§ Job:
Copy out every one of the lines below word for word, with nothing changed.

§ Dataset records:
####

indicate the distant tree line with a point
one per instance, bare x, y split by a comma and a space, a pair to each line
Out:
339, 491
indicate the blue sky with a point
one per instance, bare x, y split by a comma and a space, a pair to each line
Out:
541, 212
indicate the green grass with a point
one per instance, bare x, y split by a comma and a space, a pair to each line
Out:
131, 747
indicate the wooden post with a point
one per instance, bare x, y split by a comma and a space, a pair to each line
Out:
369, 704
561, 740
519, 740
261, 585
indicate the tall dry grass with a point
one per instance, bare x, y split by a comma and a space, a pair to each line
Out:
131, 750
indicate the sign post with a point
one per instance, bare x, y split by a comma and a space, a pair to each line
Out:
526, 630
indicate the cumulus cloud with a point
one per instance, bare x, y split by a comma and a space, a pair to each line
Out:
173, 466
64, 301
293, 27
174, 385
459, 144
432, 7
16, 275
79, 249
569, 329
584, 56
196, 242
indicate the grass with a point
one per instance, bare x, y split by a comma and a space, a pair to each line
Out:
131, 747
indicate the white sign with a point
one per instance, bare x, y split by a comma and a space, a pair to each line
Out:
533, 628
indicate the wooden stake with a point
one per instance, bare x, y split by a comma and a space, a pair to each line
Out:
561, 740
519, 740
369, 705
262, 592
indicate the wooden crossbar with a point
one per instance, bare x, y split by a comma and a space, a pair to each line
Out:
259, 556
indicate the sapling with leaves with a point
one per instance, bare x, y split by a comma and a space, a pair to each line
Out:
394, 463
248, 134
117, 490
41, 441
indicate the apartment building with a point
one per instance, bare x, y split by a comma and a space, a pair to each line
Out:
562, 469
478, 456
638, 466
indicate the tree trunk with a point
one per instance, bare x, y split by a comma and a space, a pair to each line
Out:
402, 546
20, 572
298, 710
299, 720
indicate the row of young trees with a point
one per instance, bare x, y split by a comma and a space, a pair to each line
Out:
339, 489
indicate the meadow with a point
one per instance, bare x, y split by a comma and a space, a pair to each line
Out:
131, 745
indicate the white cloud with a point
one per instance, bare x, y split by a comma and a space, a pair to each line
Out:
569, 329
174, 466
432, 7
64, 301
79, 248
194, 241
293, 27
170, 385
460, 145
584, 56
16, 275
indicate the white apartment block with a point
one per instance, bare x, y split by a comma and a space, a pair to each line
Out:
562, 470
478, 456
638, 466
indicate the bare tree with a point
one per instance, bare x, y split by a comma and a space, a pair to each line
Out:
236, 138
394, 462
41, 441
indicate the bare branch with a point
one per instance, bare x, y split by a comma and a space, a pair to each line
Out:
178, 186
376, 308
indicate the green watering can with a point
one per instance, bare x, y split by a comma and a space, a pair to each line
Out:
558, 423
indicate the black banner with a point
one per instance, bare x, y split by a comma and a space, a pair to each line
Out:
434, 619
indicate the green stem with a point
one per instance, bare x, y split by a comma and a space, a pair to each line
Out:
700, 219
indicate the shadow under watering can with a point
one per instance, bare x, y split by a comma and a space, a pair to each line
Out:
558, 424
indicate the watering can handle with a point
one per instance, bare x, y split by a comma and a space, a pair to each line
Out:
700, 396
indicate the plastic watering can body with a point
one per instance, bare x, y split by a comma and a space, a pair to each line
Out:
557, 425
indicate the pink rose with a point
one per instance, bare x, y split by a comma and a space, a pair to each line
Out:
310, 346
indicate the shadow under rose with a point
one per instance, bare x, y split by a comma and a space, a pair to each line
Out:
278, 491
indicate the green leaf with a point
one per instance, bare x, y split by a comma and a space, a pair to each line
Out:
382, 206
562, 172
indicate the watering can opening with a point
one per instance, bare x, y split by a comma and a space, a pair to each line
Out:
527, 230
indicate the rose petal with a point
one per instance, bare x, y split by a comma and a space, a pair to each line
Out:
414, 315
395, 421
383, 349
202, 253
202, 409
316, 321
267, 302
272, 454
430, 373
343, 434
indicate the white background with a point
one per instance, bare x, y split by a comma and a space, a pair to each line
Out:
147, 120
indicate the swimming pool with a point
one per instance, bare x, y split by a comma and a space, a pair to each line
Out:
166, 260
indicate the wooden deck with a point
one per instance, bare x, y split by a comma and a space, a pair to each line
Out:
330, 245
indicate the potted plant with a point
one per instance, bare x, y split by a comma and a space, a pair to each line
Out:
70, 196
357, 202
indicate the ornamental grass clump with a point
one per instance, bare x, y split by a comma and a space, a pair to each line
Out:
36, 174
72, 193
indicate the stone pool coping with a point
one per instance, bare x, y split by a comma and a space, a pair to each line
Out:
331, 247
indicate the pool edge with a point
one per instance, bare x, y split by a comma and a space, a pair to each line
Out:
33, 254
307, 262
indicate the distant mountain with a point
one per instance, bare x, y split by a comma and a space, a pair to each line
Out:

####

§ Task solution:
indicate the distant tree line with a point
one per instance, bare x, y split by a comma and a space, a pair to each line
Out:
339, 491
indicate the blue sky with a point
one per instance, bare x, y split by a comma and a space, a pair to each line
Out:
541, 212
indicate the green grass with a point
one per instance, bare x, y split by a comma and a space, a pair to each line
Out:
131, 747
indicate the wooden post with a point
one per instance, bare x, y split by a comma and a space, a pair to each line
Out:
369, 704
561, 740
519, 740
261, 585
indicate the tall dry grass with a point
one per instance, bare x, y split by a comma and a space, a pair to each line
Out:
131, 750
indicate the sign post with a point
one per instance, bare x, y split by a comma and a space, a pair to each line
Out:
526, 630
indicate the cumulus cloud with a point
one per instance, bare x, y split by a comma and a space, a pair to each line
Out:
173, 466
64, 301
293, 27
174, 385
459, 144
432, 7
16, 275
79, 249
569, 329
584, 56
196, 242
indicate the grass with a point
one per instance, bare x, y split by a comma and a space, a pair to each line
Out:
131, 747
indicate the white sign with a point
one per instance, bare x, y split by a comma and a space, a pair to each line
Out:
533, 628
indicate the wooden stake with a point
one per instance, bare x, y split by a comma and a space, a pair to each line
Out:
561, 740
519, 740
369, 705
262, 592
indicate the wooden crossbar with a point
one per instance, bare x, y split by a comma and a space, a pair to each line
Out:
259, 556
indicate the sapling with leaves with a point
one per instance, bare x, y split by a comma and a space, a pair to each line
Out:
394, 463
248, 134
117, 490
41, 441
indicate the apartment building with a point
one per instance, bare x, y split by a comma and a space, a pair to each line
Out:
562, 469
478, 456
638, 466
indicate the tree trunk with a point
one per instance, bare x, y split by a comma and a space, a pair to each line
Out:
402, 546
20, 572
298, 710
299, 720
indicate the row of young trees with a point
one per instance, bare x, y split by a comma and a space, a pair to each line
Out:
339, 489
indicate the meadow with a point
one per instance, bare x, y split by a comma and a space, a pair to each line
Out:
131, 745
indicate the white cloud with a point
one per instance, bare x, y split by a comma and a space, a pair to each line
Out:
569, 329
174, 466
432, 7
64, 301
79, 248
194, 241
293, 27
170, 385
460, 145
584, 56
16, 275
indicate the white apartment block with a point
one per instance, bare x, y split by a comma and a space, a pair to each line
Out:
562, 470
478, 456
638, 466
indicate the bare tree with a point
one per instance, bare x, y split by a comma and a space, a pair to each line
Out:
236, 138
394, 462
41, 441
indicate the bare branch with a point
one per instance, bare x, y split by a comma and a space, a pair to each line
Out:
178, 186
376, 308
indicate the green watering can with a point
one per instance, bare x, y split by a comma and a space, a pair to each line
Out:
558, 423
indicate the black banner with a point
one per instance, bare x, y split by a comma and a space, a pair to each line
Out:
434, 619
indicate the green stem with a point
one per instance, bare x, y split by a comma and a space, a pair to each line
Out:
700, 219
indicate the shadow under watering can with a point
one per instance, bare x, y split by a comma and a space, a pair to each line
Out:
558, 424
indicate the watering can handle with a point
one per instance, bare x, y split by a comma and a space, a pair to each line
Out:
700, 396
indicate the plastic watering can body with a point
one per instance, bare x, y split by a comma and a space, a pair to each line
Out:
557, 425
indicate the pink rose with a point
one per instance, bare x, y split by a comma and a space, a pair to each line
Out:
310, 346
indicate the shadow under rose with a point
one per instance, bare x, y split by a comma and a space, a pair to each line
Out:
278, 491
indicate the green leaf with a point
one per instance, bare x, y split by a comma and a space, a pair to each line
Out:
382, 206
562, 172
indicate the watering can opening with a point
one per instance, bare x, y split by a comma and a space, a pair to each line
Out:
527, 230
indicate the rose petal with a point
one per instance, bare x, y split by a comma and a space, a pair to each line
Out:
414, 315
395, 421
383, 349
202, 253
202, 409
316, 321
267, 302
272, 454
430, 373
343, 434
indicate the white background with a point
one per instance, bare x, y split by a comma and a space, a pair to each line
Out:
147, 120
indicate the swimming pool with a point
one per instance, bare x, y split by a comma and a space, a pair to each line
Out:
166, 260
indicate the wooden deck with a point
one per instance, bare x, y split by a comma and a space, a pair to each line
Out:
330, 245
indicate the potted plant with a point
one per instance, bare x, y split by a comma and a space, a pair to each line
Out:
70, 196
357, 202
indicate the ornamental grass clump with a point
one per instance, bare x, y split by a comma and a space, a pair to each line
Out:
36, 174
72, 193
indicate the stone pool coping with a point
one per instance, bare x, y split by a comma and a space, a pair to each line
Out:
331, 247
indicate the pool edge with a point
one per instance, bare x, y split by a comma and a space, a pair to each line
Out:
33, 254
307, 262
indicate the distant mountain with a point
one per instance, bare x, y split by a comma and a space, a pair to each line
Out:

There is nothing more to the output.